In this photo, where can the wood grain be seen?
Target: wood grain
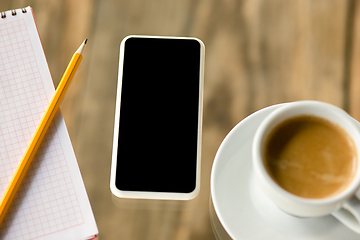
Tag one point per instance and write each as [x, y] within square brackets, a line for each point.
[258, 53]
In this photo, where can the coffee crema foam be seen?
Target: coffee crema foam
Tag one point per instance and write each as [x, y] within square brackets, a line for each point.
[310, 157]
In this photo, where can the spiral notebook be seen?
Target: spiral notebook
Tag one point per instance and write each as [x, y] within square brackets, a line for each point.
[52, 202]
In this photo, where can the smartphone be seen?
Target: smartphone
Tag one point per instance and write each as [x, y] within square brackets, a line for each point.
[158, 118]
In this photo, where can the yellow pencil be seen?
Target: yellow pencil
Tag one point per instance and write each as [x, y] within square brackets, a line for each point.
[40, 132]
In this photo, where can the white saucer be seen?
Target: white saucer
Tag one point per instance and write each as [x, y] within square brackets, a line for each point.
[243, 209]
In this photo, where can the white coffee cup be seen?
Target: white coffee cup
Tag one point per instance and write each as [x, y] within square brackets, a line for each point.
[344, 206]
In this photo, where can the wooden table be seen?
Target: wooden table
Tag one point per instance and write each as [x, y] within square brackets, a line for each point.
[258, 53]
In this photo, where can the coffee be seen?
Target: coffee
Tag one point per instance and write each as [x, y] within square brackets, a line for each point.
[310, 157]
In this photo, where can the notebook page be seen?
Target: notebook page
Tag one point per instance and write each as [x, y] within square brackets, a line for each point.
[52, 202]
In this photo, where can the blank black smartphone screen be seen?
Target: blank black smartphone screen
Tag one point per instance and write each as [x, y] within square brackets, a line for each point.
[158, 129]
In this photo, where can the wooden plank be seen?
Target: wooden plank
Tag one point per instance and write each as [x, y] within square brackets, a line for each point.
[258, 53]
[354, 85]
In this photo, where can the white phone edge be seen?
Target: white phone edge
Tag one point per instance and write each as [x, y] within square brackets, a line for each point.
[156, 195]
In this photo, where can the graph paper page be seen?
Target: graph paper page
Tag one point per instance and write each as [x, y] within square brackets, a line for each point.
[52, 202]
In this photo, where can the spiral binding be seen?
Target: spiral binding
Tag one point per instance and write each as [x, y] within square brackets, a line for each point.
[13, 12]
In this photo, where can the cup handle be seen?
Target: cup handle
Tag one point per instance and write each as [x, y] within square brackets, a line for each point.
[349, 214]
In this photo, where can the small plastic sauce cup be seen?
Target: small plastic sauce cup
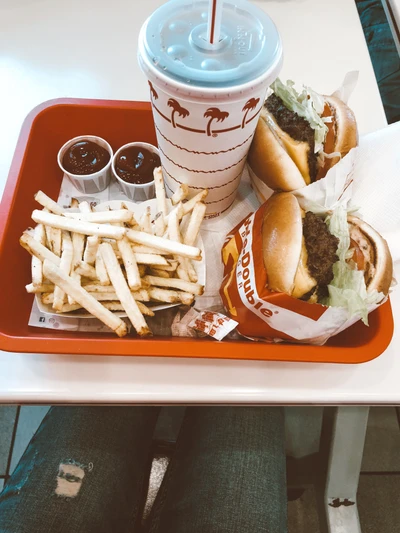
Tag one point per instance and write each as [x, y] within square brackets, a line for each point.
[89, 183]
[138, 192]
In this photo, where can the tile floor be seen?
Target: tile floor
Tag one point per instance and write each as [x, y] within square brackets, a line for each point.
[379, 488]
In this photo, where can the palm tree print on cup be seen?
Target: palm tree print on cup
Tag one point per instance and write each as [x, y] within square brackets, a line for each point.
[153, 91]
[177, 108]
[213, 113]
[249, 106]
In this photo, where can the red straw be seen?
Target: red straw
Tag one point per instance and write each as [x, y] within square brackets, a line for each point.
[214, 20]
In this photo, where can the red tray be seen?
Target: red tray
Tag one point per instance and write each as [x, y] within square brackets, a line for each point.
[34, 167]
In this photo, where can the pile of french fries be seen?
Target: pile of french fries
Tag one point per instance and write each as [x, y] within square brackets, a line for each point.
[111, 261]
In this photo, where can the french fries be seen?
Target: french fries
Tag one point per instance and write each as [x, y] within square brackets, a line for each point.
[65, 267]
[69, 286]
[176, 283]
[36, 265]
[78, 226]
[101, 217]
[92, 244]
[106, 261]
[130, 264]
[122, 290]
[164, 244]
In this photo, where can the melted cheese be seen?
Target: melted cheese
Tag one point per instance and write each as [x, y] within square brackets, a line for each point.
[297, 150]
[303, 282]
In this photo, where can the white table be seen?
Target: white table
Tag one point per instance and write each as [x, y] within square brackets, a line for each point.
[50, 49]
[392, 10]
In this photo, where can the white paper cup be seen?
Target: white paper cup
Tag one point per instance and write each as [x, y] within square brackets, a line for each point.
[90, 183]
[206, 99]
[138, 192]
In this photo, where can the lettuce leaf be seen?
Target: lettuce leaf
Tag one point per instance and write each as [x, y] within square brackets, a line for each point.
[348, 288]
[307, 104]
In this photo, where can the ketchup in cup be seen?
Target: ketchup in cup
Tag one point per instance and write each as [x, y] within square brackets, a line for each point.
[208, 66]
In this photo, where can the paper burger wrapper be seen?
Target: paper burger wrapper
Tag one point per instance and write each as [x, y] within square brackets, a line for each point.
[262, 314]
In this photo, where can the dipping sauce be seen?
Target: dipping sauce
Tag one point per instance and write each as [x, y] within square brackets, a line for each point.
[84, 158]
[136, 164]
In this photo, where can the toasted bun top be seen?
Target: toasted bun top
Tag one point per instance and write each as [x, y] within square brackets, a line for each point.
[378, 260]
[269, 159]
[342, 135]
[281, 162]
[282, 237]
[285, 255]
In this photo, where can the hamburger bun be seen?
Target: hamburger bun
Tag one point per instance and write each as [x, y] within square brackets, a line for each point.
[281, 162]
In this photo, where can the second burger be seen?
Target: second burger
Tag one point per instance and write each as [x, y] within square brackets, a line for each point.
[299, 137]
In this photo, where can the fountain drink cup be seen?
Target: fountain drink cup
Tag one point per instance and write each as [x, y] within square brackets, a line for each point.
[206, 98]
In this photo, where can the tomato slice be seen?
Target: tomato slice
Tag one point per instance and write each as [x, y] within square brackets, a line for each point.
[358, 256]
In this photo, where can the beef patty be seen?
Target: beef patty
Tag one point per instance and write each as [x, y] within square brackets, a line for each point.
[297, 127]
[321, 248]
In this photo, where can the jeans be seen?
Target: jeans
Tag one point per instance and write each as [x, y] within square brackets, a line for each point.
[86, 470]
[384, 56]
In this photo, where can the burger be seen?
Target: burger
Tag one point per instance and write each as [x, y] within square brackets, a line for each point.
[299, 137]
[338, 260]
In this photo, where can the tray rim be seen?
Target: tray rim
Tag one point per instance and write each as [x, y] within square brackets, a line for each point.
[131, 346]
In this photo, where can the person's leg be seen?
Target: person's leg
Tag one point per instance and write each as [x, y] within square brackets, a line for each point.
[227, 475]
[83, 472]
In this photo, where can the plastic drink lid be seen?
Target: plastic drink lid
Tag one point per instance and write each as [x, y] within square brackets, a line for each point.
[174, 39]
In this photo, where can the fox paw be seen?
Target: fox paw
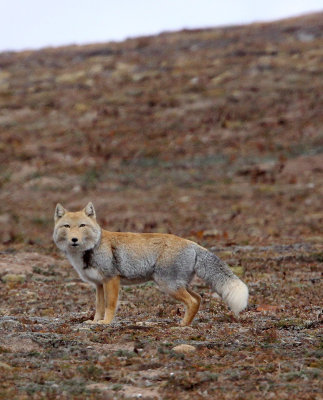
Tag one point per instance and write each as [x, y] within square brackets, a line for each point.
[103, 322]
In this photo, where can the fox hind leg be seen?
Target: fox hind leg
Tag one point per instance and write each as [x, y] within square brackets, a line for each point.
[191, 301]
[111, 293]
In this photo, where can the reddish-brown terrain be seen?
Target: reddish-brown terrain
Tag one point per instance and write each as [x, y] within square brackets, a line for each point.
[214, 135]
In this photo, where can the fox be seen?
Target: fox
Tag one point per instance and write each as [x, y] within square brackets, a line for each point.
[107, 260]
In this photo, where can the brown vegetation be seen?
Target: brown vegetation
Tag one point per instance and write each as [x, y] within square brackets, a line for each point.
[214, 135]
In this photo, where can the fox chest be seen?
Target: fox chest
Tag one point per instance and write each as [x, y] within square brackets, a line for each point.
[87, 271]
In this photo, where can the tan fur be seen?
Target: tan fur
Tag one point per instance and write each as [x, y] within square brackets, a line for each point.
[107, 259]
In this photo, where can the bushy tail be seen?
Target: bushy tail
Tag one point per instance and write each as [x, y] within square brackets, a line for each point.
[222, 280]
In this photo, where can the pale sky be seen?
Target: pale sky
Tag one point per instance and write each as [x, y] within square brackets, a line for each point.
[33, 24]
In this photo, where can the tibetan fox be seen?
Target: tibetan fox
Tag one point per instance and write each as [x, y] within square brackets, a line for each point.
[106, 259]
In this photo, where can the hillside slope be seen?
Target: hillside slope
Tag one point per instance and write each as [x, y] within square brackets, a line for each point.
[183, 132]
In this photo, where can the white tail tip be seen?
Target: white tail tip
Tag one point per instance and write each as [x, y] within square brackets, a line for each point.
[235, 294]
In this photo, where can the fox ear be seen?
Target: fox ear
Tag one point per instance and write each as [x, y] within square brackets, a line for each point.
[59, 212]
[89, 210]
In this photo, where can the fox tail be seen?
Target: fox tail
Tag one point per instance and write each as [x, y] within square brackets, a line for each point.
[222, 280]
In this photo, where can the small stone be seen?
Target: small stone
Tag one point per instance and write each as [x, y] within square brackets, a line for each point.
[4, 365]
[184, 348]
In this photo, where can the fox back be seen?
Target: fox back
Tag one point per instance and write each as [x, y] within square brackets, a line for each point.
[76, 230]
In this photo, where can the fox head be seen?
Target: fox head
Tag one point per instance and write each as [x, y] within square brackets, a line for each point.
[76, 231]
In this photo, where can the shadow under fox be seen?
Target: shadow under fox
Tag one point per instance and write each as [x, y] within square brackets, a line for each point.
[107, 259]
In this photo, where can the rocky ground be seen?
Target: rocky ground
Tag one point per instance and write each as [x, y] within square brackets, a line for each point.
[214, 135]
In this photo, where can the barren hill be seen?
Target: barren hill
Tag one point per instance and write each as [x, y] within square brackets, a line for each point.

______________________________

- **What the task asks**: Copy out the stretch from the line containing "In this photo, where can the barren" through the end of the records, unchanged.

- **Solution for this task**:
In this photo, where can the barren hill be seen?
Target: barren hill
Tag one point per instance and write each as [x, y] within square brackets, a line for each point.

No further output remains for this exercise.